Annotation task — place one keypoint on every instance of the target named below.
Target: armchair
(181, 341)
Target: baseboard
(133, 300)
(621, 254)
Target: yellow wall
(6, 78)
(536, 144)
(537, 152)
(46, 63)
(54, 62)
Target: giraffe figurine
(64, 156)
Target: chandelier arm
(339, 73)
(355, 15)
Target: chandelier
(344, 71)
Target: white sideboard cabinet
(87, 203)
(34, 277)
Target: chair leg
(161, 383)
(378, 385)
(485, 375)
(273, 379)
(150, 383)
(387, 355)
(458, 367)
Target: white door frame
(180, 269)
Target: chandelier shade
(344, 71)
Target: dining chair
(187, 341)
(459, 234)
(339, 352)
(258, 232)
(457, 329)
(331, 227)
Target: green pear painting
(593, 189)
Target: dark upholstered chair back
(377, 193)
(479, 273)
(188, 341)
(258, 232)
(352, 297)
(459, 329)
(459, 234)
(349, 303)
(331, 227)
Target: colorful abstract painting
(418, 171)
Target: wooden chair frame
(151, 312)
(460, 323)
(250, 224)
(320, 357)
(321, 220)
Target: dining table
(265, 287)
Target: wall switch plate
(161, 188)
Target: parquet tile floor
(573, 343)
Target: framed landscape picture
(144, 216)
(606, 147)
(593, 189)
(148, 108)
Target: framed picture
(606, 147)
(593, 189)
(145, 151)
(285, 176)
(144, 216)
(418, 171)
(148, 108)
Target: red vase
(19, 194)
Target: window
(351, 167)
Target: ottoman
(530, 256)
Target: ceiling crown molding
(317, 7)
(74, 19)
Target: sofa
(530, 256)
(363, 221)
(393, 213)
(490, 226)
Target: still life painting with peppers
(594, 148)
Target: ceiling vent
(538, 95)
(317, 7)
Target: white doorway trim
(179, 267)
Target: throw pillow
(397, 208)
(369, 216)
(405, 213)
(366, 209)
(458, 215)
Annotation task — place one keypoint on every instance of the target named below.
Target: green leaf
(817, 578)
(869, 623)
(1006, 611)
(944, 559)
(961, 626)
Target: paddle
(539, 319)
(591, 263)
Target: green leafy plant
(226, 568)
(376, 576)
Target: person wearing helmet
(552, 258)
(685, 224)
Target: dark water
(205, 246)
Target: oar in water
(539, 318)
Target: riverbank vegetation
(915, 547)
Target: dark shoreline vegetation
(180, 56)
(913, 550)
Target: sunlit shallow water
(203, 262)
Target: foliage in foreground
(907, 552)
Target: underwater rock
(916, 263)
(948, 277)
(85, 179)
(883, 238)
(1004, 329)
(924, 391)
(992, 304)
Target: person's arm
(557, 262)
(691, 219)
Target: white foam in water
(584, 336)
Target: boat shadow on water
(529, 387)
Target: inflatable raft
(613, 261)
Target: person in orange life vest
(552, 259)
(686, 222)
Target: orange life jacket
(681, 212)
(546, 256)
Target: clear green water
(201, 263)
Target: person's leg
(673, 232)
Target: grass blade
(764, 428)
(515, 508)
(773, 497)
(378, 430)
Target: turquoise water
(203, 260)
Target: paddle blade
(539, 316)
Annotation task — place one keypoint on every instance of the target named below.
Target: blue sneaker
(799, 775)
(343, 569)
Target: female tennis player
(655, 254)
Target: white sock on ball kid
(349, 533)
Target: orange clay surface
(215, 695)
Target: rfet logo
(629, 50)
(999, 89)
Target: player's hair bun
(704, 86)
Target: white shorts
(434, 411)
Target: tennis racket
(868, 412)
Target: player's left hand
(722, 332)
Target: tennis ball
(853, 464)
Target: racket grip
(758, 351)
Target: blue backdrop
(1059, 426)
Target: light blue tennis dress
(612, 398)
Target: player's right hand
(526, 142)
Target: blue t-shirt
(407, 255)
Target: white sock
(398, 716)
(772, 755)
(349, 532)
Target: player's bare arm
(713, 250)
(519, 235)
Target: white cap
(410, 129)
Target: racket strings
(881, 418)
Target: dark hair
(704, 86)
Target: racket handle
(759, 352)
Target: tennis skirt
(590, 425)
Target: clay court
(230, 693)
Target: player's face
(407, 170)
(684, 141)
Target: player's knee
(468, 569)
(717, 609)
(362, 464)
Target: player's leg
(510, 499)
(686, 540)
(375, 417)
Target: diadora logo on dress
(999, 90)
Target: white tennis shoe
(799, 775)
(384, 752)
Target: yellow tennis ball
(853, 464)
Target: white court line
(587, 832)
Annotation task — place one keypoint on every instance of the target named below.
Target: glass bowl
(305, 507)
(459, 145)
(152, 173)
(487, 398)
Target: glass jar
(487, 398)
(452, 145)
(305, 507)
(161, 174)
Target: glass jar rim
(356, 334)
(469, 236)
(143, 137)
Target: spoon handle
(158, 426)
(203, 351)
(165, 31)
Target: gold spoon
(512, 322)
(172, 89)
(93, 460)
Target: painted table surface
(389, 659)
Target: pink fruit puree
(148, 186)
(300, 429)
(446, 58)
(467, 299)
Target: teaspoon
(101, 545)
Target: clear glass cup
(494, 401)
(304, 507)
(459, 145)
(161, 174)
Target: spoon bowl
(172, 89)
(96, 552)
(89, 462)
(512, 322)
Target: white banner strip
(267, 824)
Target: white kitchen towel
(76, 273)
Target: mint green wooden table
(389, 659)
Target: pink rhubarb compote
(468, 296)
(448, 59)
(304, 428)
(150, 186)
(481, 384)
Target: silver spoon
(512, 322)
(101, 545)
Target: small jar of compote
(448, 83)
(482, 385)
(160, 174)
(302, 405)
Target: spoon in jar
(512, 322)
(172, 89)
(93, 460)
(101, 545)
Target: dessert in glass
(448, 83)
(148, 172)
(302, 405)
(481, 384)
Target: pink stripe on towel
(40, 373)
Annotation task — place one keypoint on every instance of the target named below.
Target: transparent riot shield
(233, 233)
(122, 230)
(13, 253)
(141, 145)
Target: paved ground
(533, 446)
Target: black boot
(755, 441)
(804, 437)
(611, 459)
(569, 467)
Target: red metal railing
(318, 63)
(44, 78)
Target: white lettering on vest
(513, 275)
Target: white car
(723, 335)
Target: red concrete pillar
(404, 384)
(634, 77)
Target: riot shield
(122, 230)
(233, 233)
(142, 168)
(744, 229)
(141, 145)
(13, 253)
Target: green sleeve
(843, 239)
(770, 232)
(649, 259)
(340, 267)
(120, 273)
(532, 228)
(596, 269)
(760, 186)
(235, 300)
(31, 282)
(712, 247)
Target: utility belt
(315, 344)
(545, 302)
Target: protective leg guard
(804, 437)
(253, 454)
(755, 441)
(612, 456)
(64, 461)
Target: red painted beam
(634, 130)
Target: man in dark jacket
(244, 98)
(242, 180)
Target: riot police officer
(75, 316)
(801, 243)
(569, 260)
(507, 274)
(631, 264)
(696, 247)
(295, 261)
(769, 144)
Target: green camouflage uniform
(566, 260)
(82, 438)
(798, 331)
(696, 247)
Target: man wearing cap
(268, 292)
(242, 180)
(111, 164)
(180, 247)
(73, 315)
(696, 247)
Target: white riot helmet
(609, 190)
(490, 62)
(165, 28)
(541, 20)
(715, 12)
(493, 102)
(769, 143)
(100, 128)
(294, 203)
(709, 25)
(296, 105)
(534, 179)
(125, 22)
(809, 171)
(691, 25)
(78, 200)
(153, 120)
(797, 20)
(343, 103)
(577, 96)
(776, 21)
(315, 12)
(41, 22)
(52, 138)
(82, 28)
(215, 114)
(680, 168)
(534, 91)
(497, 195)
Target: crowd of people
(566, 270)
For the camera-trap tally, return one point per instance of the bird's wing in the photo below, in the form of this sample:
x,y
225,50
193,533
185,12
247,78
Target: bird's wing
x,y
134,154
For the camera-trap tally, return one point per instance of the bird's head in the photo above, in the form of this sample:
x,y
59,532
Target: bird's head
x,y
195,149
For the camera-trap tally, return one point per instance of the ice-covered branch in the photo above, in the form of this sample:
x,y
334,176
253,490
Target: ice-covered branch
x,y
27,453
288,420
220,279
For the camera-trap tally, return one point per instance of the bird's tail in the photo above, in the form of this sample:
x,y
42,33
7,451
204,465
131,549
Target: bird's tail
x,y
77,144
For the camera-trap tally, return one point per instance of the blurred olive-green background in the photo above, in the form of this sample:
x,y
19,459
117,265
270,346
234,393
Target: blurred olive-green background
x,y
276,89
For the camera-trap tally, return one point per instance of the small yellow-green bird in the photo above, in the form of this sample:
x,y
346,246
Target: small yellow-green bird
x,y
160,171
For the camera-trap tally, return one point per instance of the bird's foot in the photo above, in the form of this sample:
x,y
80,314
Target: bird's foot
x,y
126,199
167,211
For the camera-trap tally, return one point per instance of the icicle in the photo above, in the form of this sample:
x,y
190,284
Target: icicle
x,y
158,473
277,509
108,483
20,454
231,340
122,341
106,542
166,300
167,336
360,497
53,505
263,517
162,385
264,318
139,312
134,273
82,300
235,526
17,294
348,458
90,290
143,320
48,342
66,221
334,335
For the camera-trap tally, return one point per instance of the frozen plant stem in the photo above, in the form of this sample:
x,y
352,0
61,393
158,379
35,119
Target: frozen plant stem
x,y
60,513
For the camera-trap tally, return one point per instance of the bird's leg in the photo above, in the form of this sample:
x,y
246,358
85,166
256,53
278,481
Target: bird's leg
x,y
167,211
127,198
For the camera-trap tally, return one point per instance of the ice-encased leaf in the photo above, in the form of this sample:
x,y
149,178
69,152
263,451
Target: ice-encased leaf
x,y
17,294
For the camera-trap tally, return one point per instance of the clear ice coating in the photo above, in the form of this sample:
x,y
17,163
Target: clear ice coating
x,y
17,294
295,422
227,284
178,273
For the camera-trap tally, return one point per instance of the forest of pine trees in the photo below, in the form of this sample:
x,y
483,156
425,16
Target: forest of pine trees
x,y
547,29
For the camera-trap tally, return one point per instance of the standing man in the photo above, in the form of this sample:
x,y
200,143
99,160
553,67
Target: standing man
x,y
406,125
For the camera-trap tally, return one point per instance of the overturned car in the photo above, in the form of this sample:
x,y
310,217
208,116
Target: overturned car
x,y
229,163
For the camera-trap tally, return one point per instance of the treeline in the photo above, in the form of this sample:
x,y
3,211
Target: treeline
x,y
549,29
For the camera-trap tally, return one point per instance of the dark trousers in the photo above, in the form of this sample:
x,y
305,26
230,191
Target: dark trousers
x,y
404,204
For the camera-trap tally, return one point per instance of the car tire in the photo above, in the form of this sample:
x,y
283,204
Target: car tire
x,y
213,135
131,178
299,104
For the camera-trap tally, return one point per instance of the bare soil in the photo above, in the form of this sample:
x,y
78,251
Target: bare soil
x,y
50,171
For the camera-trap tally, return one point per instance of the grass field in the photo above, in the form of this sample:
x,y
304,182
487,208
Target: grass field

> **TASK PROMPT**: Check every line of the data above for the string "field", and copy those that have it.

> **REPLY TO THE TASK**:
For the camera-trap tally, return one point per instance of the grass field in the photo above, in the form of this sample:
Target: grass field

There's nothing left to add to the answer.